[Collected data]
====
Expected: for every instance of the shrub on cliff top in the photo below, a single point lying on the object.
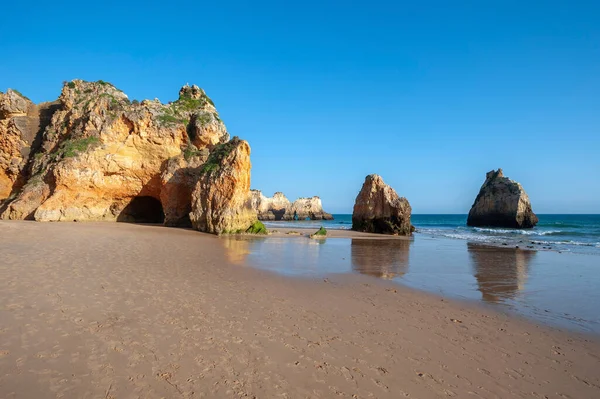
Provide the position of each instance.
(257, 228)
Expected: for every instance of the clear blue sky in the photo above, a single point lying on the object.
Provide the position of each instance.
(431, 94)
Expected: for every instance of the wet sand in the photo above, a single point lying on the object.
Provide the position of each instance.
(126, 311)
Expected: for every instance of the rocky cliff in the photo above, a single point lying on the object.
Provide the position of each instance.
(501, 202)
(95, 155)
(221, 201)
(279, 207)
(378, 209)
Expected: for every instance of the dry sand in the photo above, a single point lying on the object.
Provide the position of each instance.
(103, 310)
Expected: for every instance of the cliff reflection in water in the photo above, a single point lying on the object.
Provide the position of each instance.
(380, 258)
(501, 273)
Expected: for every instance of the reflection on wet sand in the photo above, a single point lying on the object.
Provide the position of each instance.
(285, 255)
(500, 272)
(237, 249)
(380, 258)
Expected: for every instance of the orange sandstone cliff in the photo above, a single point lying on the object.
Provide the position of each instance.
(95, 155)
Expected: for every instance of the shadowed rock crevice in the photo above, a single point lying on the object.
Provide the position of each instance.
(142, 209)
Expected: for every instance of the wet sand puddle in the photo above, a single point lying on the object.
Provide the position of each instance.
(553, 288)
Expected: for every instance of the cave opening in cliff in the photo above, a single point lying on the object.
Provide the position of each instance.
(142, 209)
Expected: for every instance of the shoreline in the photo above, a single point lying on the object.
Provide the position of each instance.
(108, 309)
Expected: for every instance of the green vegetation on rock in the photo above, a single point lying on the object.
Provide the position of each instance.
(218, 154)
(21, 94)
(257, 228)
(191, 151)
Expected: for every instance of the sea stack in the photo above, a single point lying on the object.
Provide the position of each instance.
(379, 209)
(501, 202)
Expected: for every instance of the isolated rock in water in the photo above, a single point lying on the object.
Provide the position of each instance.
(221, 201)
(279, 207)
(378, 209)
(270, 208)
(501, 202)
(95, 155)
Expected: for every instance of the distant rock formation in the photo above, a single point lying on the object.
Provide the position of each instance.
(95, 155)
(279, 207)
(501, 202)
(221, 201)
(378, 209)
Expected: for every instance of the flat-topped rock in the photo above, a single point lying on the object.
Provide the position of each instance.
(279, 207)
(501, 202)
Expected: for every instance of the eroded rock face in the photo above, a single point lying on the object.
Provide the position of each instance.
(279, 207)
(100, 153)
(501, 202)
(378, 209)
(221, 200)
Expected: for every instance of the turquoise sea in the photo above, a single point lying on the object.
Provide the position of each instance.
(564, 233)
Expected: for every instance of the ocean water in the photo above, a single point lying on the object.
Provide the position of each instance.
(563, 233)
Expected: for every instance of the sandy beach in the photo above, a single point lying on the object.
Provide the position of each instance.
(112, 310)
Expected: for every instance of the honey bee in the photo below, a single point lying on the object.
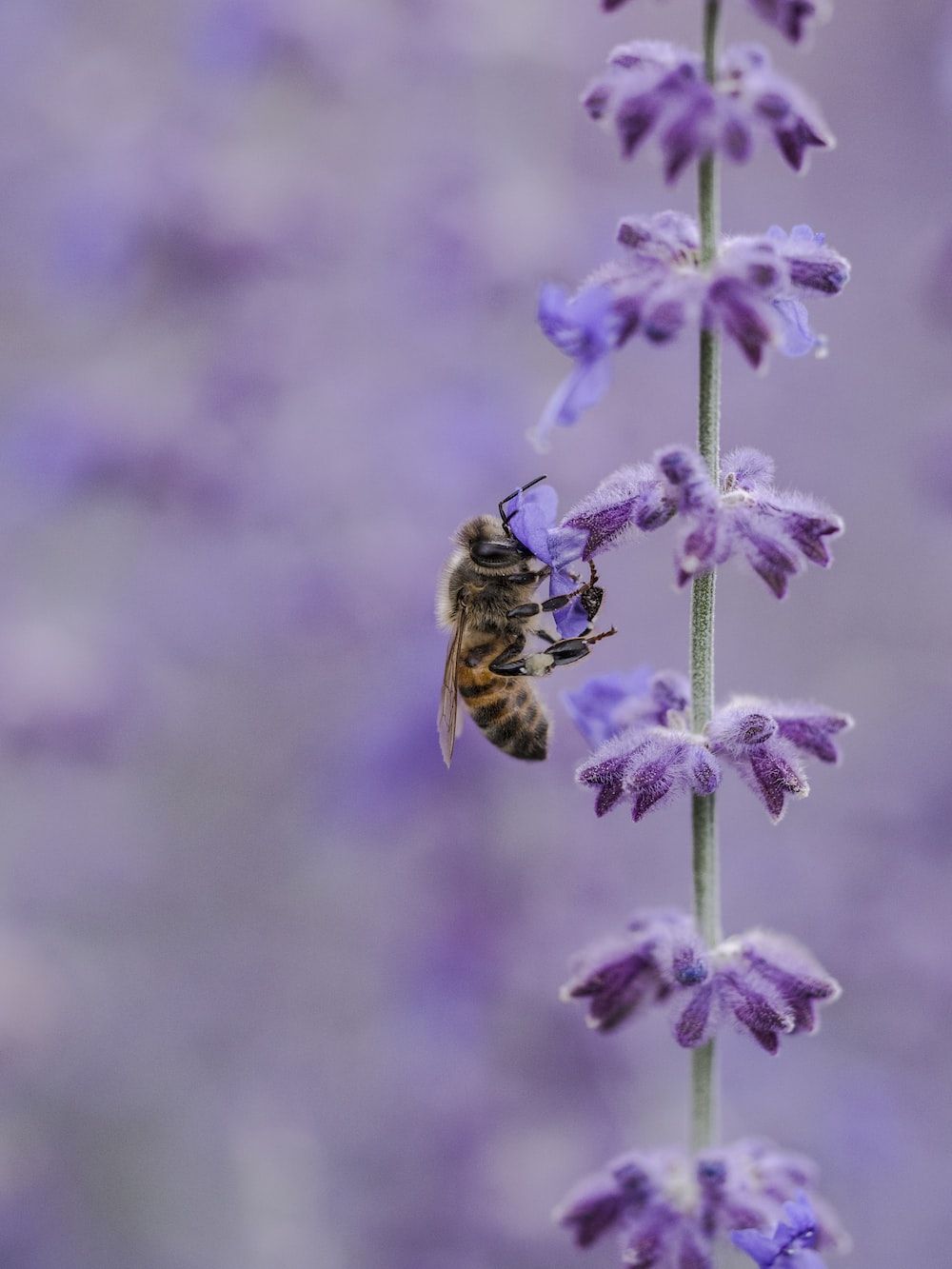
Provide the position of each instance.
(486, 599)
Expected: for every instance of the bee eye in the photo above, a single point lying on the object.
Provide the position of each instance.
(498, 552)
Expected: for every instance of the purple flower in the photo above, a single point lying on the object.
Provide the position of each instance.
(653, 88)
(658, 288)
(619, 976)
(632, 498)
(760, 99)
(792, 18)
(775, 532)
(585, 327)
(670, 1208)
(792, 1241)
(535, 525)
(762, 982)
(761, 740)
(593, 707)
(765, 983)
(645, 755)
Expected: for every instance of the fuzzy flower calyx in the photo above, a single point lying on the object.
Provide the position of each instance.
(795, 19)
(535, 525)
(646, 755)
(764, 983)
(657, 89)
(791, 1245)
(669, 1210)
(661, 952)
(776, 532)
(658, 288)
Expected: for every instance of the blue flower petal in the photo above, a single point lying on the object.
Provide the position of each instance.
(798, 338)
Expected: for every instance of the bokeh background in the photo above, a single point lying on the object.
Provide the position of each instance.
(276, 989)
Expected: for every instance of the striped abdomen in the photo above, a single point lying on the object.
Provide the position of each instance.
(506, 709)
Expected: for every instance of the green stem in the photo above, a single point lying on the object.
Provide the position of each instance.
(707, 903)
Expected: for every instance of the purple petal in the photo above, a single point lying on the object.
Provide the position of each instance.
(750, 469)
(796, 336)
(590, 1210)
(596, 704)
(696, 1023)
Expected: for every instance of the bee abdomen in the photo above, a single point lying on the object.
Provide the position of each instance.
(510, 715)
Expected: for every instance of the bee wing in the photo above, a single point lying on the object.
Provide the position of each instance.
(449, 696)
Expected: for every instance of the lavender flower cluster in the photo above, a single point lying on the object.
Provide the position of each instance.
(650, 742)
(752, 293)
(765, 983)
(773, 530)
(669, 1207)
(646, 755)
(657, 89)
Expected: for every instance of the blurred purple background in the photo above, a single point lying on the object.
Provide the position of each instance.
(276, 990)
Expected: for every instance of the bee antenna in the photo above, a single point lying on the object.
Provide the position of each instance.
(506, 517)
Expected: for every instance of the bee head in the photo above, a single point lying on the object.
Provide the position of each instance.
(490, 545)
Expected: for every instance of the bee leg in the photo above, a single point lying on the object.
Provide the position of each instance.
(562, 652)
(590, 594)
(506, 664)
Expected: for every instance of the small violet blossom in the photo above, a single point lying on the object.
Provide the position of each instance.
(767, 983)
(669, 1208)
(654, 88)
(792, 1241)
(792, 18)
(533, 523)
(775, 532)
(647, 755)
(632, 498)
(750, 293)
(585, 327)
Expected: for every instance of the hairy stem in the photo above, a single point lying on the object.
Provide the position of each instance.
(707, 902)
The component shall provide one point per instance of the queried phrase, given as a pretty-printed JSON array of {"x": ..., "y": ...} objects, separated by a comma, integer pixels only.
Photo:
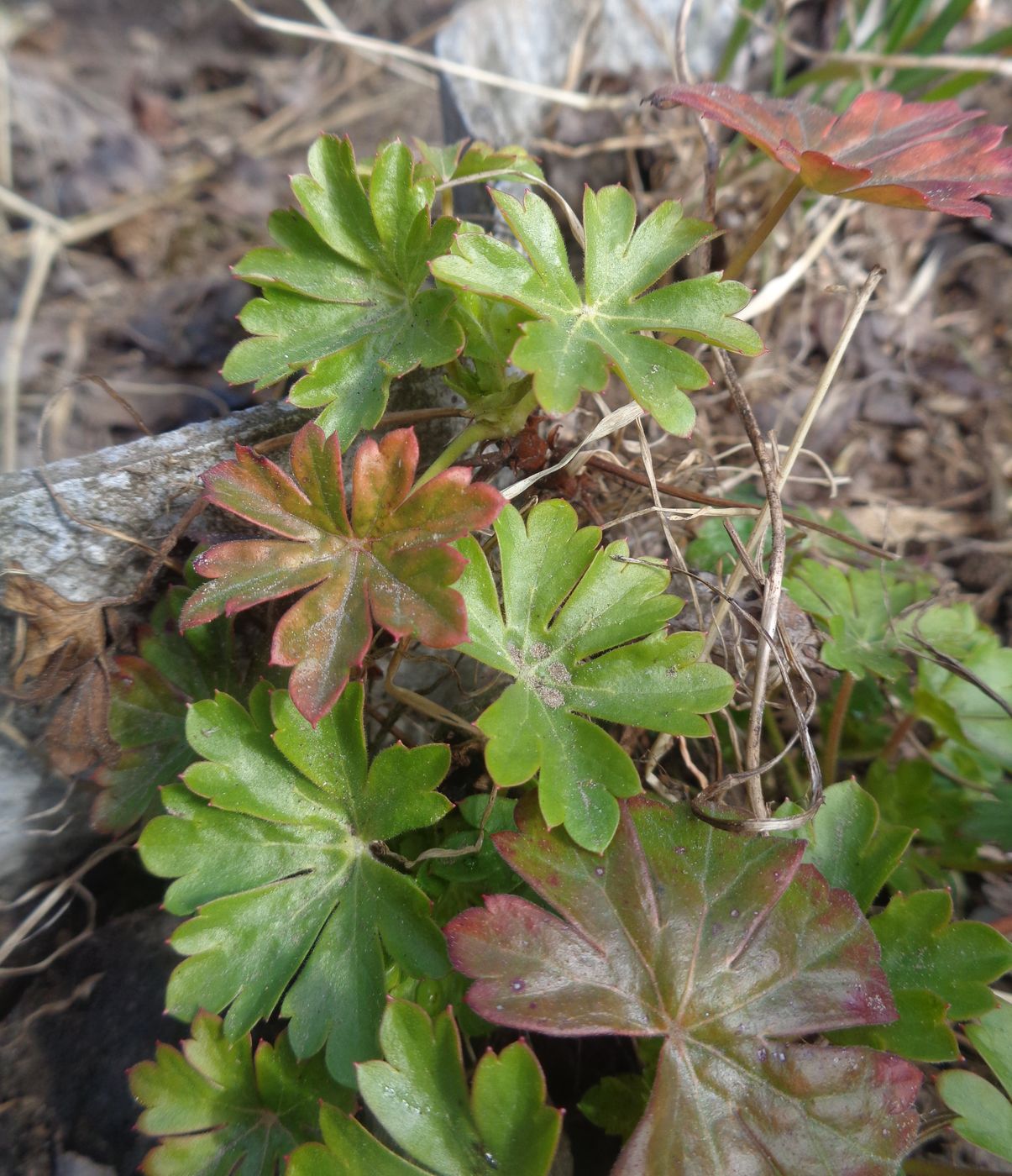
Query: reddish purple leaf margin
[
  {"x": 391, "y": 562},
  {"x": 880, "y": 150},
  {"x": 726, "y": 948}
]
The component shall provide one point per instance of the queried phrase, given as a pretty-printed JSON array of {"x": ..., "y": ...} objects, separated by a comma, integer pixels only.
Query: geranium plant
[{"x": 412, "y": 878}]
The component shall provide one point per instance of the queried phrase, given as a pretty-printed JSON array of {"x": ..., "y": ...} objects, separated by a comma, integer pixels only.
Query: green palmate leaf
[
  {"x": 728, "y": 948},
  {"x": 420, "y": 1097},
  {"x": 957, "y": 703},
  {"x": 847, "y": 843},
  {"x": 985, "y": 1113},
  {"x": 223, "y": 1110},
  {"x": 271, "y": 846},
  {"x": 343, "y": 293},
  {"x": 571, "y": 638},
  {"x": 149, "y": 696},
  {"x": 858, "y": 611},
  {"x": 579, "y": 337},
  {"x": 939, "y": 973},
  {"x": 391, "y": 561}
]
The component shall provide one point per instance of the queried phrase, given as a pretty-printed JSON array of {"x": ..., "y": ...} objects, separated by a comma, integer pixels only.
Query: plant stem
[
  {"x": 771, "y": 587},
  {"x": 506, "y": 421},
  {"x": 835, "y": 729},
  {"x": 736, "y": 266},
  {"x": 474, "y": 434}
]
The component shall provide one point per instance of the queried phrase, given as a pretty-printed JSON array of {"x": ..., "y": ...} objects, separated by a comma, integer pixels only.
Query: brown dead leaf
[
  {"x": 78, "y": 734},
  {"x": 58, "y": 635}
]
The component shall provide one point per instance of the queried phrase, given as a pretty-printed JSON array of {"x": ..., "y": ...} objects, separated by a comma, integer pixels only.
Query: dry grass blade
[
  {"x": 391, "y": 50},
  {"x": 797, "y": 444}
]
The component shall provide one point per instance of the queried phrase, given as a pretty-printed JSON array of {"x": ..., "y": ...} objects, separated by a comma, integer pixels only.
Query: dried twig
[
  {"x": 797, "y": 444},
  {"x": 773, "y": 585}
]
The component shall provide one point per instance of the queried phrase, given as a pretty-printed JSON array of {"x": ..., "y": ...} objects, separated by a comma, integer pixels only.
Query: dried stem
[
  {"x": 773, "y": 587},
  {"x": 736, "y": 266},
  {"x": 835, "y": 731}
]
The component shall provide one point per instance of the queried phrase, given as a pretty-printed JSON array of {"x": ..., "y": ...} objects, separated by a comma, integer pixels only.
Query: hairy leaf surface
[
  {"x": 939, "y": 973},
  {"x": 223, "y": 1110},
  {"x": 343, "y": 291},
  {"x": 582, "y": 635},
  {"x": 420, "y": 1097},
  {"x": 880, "y": 149},
  {"x": 270, "y": 843},
  {"x": 985, "y": 1114},
  {"x": 579, "y": 335},
  {"x": 858, "y": 609},
  {"x": 389, "y": 561},
  {"x": 726, "y": 948}
]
====
→ EXERCISE PROMPT
Exactly the lines above from the one with "Expected: for every instance of the clear" to the one with "Expected: for every instance of the reflection", both included, are to be quoted; leave the rest out.

→ ANSWER SPACE
Expected: for every instance of the clear blue sky in the photo above, a single point lying on the object.
Provide the position of each instance.
(431, 94)
Expected: for every instance of the wet sand in the photo above, a single point lying on the object.
Provide the position of each instance.
(126, 311)
Expected: for every instance of the rocky cliff in the photo above, a single point lying on the object.
Provide the position of each instance.
(501, 202)
(95, 155)
(221, 201)
(279, 207)
(378, 209)
Expected: for every instance of the dry sand in the photo above, a single point lying on the object.
Provide the position of each instance.
(103, 310)
Expected: for every instance of the cliff reflection in water in the photo above, a single point lying on the object.
Provide the position of each instance.
(380, 258)
(501, 273)
Expected: for every instance of the reflection on wet sand in the photo above, a single point lying on the object.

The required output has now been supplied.